▶ _PROBLEM DESCRIPTION_
Reproduce the lines below, swapping every "innermost point" for "central point" and leaving everything else untouched.

▶ _INPUT RECORDS_
--- start ---
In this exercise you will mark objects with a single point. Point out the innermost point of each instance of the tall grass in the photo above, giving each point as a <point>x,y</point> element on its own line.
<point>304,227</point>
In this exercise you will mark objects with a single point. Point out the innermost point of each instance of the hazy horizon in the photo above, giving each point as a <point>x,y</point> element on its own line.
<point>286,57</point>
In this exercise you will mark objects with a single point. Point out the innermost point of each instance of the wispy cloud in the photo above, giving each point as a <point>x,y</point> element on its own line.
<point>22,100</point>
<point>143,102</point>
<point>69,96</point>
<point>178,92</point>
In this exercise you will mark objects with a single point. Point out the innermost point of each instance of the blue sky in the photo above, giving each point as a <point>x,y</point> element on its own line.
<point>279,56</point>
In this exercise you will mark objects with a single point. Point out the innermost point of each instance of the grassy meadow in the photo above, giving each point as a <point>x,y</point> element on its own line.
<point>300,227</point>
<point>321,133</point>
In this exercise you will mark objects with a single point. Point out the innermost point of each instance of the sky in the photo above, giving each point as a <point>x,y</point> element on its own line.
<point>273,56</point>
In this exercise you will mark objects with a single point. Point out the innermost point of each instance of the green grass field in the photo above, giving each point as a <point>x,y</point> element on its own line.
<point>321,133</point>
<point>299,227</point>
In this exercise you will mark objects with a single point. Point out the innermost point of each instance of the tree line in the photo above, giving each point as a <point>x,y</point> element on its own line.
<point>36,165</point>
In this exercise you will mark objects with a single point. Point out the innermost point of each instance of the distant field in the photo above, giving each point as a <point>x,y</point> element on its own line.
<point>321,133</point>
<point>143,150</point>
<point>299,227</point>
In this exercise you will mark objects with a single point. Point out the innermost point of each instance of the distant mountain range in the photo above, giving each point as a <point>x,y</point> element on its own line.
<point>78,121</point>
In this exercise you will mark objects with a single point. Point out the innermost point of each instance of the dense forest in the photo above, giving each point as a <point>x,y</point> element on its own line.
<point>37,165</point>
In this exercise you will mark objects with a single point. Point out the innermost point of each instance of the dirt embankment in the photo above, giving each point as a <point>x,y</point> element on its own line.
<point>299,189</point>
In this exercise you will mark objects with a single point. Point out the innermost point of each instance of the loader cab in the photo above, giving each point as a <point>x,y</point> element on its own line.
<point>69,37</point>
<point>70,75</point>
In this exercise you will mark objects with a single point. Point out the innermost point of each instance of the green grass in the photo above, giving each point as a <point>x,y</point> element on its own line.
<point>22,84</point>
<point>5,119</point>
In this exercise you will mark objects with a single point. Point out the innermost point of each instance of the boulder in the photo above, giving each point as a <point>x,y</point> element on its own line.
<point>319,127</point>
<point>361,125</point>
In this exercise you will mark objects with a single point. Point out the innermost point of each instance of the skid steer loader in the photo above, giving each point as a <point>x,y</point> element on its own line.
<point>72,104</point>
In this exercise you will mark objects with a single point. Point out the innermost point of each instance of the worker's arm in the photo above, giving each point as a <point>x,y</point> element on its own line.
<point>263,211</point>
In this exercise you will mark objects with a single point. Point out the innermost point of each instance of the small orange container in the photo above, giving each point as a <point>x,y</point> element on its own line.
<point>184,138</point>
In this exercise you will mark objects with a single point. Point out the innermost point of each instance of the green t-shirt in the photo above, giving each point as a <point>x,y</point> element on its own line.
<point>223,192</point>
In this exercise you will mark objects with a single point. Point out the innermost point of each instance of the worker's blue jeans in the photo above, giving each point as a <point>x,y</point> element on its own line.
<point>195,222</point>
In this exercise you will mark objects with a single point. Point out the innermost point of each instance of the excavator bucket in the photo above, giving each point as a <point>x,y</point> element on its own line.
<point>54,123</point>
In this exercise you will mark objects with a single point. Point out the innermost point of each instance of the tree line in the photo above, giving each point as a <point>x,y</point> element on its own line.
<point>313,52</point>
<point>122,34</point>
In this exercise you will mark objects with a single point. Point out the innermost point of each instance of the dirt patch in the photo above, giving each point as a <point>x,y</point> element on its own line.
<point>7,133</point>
--- end ---
▶ _ANSWER FOR THE TASK_
In this exercise you will mark objects with a single point. Point out the central point of each instance of the tall grass in the photo above, giving each point as a <point>x,y</point> element on its own line.
<point>304,227</point>
In this exercise you will mark objects with a single point. Point out the central point of each instance of the hazy horizon in the photo above, giving each point as a <point>x,y</point> element on its own line.
<point>286,57</point>
In this exercise you will mark objects with a single point. Point out the central point of each instance of the wispy cloud in the photo above, giving each point as a <point>x,y</point> element on its own line.
<point>22,100</point>
<point>143,102</point>
<point>69,96</point>
<point>178,92</point>
In this exercise you will mark objects with a single point. Point out the central point of each instance of the blue sky in the photo above, giving each point as a <point>x,y</point> element on its own line.
<point>279,56</point>
In this exercise you will mark objects with a single point. Point out the central point of each instance of the grassy meadow in the photo above, giving each point as a <point>x,y</point> element on its own line.
<point>300,227</point>
<point>321,133</point>
In this exercise you will mark objects with a single point. Point out the central point of each instance of the sky in the photo above, giving each point as a <point>x,y</point> element on its own line.
<point>273,56</point>
In this exercise you will mark objects with a single point. Point out the central point of each instance of the green grass field in the photo above, giving each point as a <point>x,y</point> element on its own line.
<point>321,133</point>
<point>299,227</point>
In this exercise you will mark objects with a single point. Point out the central point of each instance of the tree line in the photo above, giving each point as a <point>x,y</point> element on its own line.
<point>36,165</point>
In this exercise you will mark objects with a single point. Point out the central point of each instance of the distant field in the photo above, giving each point as a <point>x,y</point> element on its own line.
<point>321,133</point>
<point>143,150</point>
<point>299,227</point>
In this exercise you will mark objects with a single point. Point out the central point of each instance of the distant mountain range in the photo above, giving each point as a <point>x,y</point> element on its own line.
<point>78,121</point>
In this exercise you will mark objects with a single point. Point out the central point of each instance of the dense forest in the photo above, giving each point as a <point>x,y</point> element on its own line.
<point>37,165</point>
In this exercise you will mark objects with a single point. Point out the central point of each instance of the dirt embankment in the photo above, giving each point as a <point>x,y</point> element on its own line.
<point>299,189</point>
In this exercise you will mark objects with a single point. Point out the central point of each instance of the loader cab in the photo above, giving each point as a <point>x,y</point> element on its own line.
<point>69,37</point>
<point>70,75</point>
In this exercise you will mark objects with a single point. Point out the central point of each instance of the green grass in the photo above, giving each point as a <point>x,y</point> element on its own line.
<point>22,84</point>
<point>5,119</point>
In this exercise you will mark objects with a single point. Point out the central point of each instance of the boulder in the photo above, giving each point as a <point>x,y</point> element on its own line.
<point>319,127</point>
<point>361,125</point>
In this exercise you will mark objects with a single point. Point out the central point of each instance of the skid steer loader in the photo above, giving each point as a <point>x,y</point> element on its own line.
<point>72,104</point>
In this exercise you will mark objects with a single point. Point out the central point of each instance of the worker's arm in the photo above, giving each point as a <point>x,y</point> element on its own line.
<point>263,211</point>
In this exercise you will mark objects with a single point. Point out the central point of each instance of the small orange container in the photo above, giving each point as a <point>x,y</point> element on its own line.
<point>184,138</point>
In this exercise you will mark objects with a single point. Point out the central point of each instance of the green t-shirt in the photo above, giving each point as a <point>x,y</point> element on its own line.
<point>223,192</point>
In this exercise you will mark objects with a single point. Point out the central point of each instance of the worker's blue jeans in the photo above, giving each point as a <point>x,y</point> element on its own line.
<point>195,222</point>
In this exercise you will mark objects with a single point. Point out the central point of each instance of the excavator bucket in the photo above, giving each point as a <point>x,y</point> element on its own line.
<point>54,123</point>
In this exercise you will mark objects with a single point. Point out the central point of each instance of the tree line in the photo above, giving each point as a <point>x,y</point> element on its own line.
<point>313,52</point>
<point>122,34</point>
In this exercise you will mark objects with a single point. Point out the central point of each instance of the dirt patch in the photo above, giving each point as a <point>x,y</point> element on its own line.
<point>7,133</point>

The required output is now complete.